Set task:
Please continue the passage about why people change, starting right after its final sentence.

12. Transformations

REAL PEOPLE SEEM TO CHANGE. There are physical changes: The little kid next door is suddenly great-looking – or a hoodlum.  Your friends from youth get old; your fat friend suddenly loses weight; your husband grows a mustache; your wife changes her hair style and starts wearing a whole new style of clothes.

There are changes in people’s roles: The rich man goes bankrupt; the farmer sells his land and opens a fast food outlet in another state; the intense young girl becomes a wife and mother; the wife and mother stays a mother but no longer is a wife; new management comes in and the forty-eight-year-old executive is suddenly unemployed.

All these changes can be pretty surprising, even jarring. But what really disturbs us is when people’s basic nature seems to change.  Somebody you trusted doesn’t keep his word and doesn’t even act sorry about it.  Somebody you loved is suddenly cruel to you, and you can’t think why, what did you do to deserve it.  Someone who was always boring suddenly becomes fascinating.  Someone who never did anything well, who seemed like a complete failure, unexpectedly does something admirable and fine.

WHY PEOPLE CHANGE

In real life we never fully understand why people do these things. We have names for some of the changes – mid-life crisis, growing up, going through a phase, nervous breakdown, finding herself, and selfish streak, showing his true colours, born again, going off the deep end – but these labels are at best an attempt to reassure ourselves.  Because there’s already a name for the way we see somebody changing, we don’t have to be quite so frightened by the change.  But we still know nothing, or almost nothing, about the cause.  We still know nothing, really, about what’s going on inside other people’s heads.

We try to bind people into their roles so that we can be sure of them. Slavery, serfdom, featly, oaths of office, contracts, unions, corporations, laws, marriage, going steady, flattery, hypocrisy – all are strategies for controlling and predicting what the people around us are going to do.  Yet still these people surprise us with escape, revolution, betrayal, lawsuits, strikes, sellouts, crime, divorce, faithfulness, gossip, confessions, and we have to revise again our understanding of the world.

One of the reasons fiction exists at all is to deal with that fear of inexplicable change, that certain dread that lurks in the background of all our human relationships. Because fiction lets us see people’s motives, the causes of their behaviour, these stories about made-up people help us guess at the motives and causes of real people’s behaviour.

Stored records:
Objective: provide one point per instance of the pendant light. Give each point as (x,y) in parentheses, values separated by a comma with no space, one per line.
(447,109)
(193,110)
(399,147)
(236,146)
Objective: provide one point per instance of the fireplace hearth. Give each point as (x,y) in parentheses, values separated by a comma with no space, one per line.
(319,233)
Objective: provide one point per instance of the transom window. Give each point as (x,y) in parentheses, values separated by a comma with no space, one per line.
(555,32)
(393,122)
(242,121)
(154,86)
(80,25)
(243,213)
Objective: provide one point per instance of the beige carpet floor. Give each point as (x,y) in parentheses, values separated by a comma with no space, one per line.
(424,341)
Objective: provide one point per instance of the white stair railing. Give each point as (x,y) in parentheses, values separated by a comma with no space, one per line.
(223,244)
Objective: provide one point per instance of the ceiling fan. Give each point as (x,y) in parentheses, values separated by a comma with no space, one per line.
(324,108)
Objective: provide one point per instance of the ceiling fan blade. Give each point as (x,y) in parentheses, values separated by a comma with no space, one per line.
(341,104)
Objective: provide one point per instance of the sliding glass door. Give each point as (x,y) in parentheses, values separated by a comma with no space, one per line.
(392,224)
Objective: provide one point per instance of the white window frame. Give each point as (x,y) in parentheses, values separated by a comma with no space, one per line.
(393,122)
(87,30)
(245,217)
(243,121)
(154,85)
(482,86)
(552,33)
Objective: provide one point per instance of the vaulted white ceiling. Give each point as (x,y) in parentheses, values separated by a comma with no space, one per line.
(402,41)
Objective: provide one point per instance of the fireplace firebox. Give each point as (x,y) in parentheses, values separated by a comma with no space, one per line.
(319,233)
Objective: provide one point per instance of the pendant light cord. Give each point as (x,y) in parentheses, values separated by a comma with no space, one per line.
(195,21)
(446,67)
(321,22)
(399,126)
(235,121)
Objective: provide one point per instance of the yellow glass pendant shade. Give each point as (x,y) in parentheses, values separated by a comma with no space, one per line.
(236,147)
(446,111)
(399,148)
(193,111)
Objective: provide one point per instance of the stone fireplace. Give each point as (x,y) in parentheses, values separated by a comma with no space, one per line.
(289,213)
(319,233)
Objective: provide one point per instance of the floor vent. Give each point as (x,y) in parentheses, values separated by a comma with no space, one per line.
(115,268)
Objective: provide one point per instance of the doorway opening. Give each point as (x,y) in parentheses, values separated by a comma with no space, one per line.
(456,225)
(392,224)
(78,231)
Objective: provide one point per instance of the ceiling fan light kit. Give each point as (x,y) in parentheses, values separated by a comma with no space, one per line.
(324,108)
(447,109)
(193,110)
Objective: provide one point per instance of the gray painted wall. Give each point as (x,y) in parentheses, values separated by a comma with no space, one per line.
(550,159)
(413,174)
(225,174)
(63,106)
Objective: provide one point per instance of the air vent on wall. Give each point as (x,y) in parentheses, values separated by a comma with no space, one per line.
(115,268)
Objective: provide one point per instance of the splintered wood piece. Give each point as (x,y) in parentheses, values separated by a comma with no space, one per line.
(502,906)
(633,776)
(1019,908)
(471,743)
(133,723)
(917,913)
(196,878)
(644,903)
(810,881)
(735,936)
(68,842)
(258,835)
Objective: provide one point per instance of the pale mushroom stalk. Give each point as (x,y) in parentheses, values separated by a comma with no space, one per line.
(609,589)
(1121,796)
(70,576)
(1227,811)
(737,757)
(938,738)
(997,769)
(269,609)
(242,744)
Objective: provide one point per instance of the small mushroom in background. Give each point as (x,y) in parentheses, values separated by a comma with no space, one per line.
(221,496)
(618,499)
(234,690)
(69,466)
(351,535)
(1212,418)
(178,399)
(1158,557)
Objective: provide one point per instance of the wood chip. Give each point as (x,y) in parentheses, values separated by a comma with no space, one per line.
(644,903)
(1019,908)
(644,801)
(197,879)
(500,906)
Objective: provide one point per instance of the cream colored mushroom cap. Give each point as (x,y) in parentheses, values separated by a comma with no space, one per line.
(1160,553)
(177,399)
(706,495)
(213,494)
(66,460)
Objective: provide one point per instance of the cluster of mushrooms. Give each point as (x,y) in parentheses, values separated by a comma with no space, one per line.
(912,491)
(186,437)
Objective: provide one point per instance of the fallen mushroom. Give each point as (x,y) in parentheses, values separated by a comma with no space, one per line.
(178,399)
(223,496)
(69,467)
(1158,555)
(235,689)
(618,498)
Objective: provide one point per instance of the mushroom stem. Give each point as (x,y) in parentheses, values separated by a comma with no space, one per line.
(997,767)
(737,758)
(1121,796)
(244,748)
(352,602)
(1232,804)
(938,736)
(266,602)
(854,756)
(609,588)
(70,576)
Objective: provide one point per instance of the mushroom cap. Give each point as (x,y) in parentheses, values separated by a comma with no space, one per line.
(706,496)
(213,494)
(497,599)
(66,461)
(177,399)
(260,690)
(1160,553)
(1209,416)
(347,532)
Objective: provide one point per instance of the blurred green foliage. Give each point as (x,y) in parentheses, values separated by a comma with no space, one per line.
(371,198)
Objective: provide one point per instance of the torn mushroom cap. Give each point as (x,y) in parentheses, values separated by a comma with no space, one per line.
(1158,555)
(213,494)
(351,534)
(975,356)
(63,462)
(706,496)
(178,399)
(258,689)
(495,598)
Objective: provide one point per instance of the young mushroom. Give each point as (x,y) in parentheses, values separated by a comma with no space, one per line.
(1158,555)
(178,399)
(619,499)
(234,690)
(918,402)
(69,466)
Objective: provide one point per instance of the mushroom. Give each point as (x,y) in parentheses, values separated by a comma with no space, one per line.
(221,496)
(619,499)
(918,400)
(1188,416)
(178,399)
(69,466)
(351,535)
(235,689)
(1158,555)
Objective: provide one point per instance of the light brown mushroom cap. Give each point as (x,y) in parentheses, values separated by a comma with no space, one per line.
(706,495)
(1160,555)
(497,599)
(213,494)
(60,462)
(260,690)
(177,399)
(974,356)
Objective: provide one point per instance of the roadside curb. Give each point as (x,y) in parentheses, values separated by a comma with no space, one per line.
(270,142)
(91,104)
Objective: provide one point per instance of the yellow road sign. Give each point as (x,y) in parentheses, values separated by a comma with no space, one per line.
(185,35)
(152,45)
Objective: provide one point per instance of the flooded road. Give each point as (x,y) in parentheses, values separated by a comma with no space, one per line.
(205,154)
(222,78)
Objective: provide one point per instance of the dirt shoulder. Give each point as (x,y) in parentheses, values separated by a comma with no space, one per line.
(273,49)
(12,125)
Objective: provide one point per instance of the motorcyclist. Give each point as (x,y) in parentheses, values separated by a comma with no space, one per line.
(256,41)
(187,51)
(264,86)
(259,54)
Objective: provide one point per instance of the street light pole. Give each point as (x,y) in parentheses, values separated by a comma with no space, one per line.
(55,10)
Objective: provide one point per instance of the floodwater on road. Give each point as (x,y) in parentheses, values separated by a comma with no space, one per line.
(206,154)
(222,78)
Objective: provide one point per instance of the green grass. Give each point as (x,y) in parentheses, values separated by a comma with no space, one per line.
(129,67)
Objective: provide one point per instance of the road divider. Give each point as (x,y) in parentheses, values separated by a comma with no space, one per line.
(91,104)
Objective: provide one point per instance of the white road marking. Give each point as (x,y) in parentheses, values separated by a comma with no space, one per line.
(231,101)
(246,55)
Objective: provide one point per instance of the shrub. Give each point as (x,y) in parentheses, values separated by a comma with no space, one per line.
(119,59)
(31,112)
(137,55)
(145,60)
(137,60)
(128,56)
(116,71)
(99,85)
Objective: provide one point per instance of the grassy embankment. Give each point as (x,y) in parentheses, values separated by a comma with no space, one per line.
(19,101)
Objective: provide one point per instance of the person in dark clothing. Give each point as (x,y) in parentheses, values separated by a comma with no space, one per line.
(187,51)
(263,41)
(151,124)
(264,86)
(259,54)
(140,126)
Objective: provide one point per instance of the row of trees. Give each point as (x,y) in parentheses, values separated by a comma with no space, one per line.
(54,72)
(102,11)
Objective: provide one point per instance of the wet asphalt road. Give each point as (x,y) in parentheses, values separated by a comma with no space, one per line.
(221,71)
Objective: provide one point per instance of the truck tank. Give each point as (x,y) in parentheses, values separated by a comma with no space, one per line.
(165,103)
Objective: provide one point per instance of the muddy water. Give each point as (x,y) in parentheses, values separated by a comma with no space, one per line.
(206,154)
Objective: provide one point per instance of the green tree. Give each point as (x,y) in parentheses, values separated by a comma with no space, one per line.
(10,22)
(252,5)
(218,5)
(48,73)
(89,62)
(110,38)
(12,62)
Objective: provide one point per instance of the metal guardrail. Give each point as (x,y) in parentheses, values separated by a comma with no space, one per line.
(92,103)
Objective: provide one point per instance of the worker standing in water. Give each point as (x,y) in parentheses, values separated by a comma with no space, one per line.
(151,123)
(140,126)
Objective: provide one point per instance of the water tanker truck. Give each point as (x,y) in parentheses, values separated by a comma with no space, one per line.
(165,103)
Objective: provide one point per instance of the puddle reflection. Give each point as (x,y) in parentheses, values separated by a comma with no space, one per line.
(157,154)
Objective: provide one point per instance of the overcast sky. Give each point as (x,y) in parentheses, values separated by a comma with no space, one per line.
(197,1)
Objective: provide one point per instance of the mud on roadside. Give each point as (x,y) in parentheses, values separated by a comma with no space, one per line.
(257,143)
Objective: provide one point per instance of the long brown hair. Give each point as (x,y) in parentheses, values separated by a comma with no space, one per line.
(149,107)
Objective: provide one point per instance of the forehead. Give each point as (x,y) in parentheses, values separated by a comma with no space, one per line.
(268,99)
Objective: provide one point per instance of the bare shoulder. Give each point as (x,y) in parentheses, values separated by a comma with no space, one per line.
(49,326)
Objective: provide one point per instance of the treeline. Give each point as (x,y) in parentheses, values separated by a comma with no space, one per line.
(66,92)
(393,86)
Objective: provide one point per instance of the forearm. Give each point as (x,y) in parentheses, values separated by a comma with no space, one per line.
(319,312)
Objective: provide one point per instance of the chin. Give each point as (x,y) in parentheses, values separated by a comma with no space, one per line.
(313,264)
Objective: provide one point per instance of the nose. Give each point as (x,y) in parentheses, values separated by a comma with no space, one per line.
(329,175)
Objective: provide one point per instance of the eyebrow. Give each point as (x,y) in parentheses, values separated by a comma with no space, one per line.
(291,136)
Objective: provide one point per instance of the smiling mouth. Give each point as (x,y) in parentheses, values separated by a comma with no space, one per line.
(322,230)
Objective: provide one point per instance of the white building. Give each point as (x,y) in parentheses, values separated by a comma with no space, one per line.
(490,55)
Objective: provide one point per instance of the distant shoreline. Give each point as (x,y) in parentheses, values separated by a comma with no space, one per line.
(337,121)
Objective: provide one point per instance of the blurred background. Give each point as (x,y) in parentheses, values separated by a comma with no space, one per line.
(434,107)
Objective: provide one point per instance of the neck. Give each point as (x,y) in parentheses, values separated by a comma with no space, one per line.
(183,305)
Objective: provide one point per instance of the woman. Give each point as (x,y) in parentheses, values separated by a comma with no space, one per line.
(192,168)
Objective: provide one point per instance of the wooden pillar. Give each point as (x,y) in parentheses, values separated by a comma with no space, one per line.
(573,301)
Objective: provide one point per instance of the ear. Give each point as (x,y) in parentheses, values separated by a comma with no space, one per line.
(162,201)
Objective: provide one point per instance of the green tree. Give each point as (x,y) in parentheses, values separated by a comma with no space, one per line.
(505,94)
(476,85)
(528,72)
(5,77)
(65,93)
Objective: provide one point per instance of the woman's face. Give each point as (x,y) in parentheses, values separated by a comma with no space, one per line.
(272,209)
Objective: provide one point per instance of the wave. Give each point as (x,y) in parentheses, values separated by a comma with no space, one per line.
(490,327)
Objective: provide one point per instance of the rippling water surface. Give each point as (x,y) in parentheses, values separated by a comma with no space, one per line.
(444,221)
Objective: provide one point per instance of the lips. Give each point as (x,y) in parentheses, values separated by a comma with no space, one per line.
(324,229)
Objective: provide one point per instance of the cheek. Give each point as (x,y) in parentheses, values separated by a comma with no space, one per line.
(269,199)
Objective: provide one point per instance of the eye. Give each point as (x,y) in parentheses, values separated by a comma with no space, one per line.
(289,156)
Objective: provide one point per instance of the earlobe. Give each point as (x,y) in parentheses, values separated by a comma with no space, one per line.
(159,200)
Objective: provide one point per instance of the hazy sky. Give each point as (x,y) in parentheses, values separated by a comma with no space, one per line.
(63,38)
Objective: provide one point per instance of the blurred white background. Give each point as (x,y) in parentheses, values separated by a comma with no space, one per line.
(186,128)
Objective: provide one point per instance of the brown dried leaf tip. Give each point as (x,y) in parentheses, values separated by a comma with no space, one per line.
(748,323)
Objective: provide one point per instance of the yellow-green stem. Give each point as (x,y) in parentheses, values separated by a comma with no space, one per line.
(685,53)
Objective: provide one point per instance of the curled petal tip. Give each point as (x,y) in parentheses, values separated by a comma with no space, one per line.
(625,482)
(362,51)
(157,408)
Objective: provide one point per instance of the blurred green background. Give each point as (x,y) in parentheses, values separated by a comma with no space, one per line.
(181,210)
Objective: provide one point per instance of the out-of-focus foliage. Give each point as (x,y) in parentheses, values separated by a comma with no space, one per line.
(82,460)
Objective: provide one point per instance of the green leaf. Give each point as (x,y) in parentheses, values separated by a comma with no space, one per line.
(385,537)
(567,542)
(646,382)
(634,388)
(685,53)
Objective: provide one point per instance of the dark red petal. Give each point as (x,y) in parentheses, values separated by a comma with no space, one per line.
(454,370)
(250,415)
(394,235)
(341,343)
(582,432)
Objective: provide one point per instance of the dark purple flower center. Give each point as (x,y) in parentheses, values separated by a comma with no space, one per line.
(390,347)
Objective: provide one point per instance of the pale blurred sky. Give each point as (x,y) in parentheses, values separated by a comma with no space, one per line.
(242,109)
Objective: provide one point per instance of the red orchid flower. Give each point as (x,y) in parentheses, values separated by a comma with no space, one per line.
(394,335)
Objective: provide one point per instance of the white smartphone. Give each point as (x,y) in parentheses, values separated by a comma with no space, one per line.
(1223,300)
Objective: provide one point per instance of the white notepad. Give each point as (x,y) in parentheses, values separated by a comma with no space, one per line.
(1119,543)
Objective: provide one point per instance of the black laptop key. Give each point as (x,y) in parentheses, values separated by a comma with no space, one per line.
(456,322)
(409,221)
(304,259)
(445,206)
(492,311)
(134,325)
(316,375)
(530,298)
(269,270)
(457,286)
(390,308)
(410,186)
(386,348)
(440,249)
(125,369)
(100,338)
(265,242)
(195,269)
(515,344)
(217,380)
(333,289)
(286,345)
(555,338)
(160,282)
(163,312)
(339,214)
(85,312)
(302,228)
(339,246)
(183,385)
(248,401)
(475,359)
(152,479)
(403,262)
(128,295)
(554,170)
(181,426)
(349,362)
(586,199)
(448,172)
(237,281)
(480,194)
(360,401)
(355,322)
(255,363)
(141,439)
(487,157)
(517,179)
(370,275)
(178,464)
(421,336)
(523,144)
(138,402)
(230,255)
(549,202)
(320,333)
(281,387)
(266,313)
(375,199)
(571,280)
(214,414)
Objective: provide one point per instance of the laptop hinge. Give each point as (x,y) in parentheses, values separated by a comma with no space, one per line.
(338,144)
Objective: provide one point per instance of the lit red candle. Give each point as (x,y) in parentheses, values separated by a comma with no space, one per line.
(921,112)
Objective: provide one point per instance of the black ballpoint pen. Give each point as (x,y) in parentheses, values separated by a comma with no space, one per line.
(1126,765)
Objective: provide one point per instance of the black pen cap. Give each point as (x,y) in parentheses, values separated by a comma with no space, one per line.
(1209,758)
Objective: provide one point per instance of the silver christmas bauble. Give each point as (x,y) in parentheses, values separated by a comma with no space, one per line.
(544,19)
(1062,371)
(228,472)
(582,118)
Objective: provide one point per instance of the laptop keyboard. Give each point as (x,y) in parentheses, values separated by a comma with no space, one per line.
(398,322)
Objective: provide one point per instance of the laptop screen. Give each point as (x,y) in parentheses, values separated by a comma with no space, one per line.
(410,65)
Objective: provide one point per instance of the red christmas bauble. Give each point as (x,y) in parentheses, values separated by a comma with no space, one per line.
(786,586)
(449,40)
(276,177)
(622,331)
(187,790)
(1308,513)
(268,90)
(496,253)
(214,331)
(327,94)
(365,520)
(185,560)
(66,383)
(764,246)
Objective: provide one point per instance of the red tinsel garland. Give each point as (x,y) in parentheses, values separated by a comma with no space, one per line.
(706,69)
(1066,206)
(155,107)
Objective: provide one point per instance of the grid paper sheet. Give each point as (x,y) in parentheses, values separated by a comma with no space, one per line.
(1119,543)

Output for this exercise:
This doesn’t mean that your fiction characters have to change. One of the common themes in fiction is that people’s fundamental natures don’t change, no matter how much you wish they might.  Macbeth’s desire to rise to high office seduces him into believing the witches’ prophecy and agreeing to his wife’s plan; that hunger for a lofty station is still with him at the end, making him seek death rather than endure the humiliation of public display in his defeat.  The message of such stories is that once you truly know people, you can count on them staying the same.  If they ever seem to change, it’s because you didn’t really understand them in the first place.

You Can’t Change

Your fiction can develop this theme in three ways:

You can tell stories in which characters are who they are from beginning to end, working out their destinies along the same relentless lings. Some might criticize your stories because your characters never change, but many readers will be grateful to live in your fictional world, where some people, at least, can be counted on to stand firm.  In Wuthering Heights, Heathcliff and Cathy try to resist their passionate childhood attachment to each other, but all the changes are futile, for they keep returning to be their true selves, wild children living like beautiful animals among the moors.

You can tell stories about people who seem to change, but then reveal that this was their true nature all along. They were only pretending to be what you thought they were; or perhaps they simply hadn’t had the power or opportunity to reveal themselves.  It wasn’t until Macbeth had a victory under his belt, a new title after his name, and King Duncan asleep in a bedroom in his castle that he was able to reveal his true character as a murderer – but maybe he was a murderer all along.  Another example: Oedipus was born to kill his mother and father.  His parents can’t stop him from fulfilling his nature even by trying to kill him; he can’t stop himself from being himself even by fleeing what he thinks is his homeland.  He was born to commit patricide and incest, and all his attempts to pretend to be another kind of man come to nothing.

Tell stories about people who want to change, but can’t until they discover their own true nature; then, when they change the outward pattern of their lives, they are only becoming true to their newfound self. Ayn Rand’s sympathetic characters in The Fountainhead and Atlas Shrugged do not make themselves into geniuses, they don’t develop greatness. Only when they break free of the shackles of society and discard the myths about what they ought to be do they discover the greatness that lay within them all along, and finally rise to fulfil their heroic role.

In all these stories, the characters are not transformed, they are unmasked.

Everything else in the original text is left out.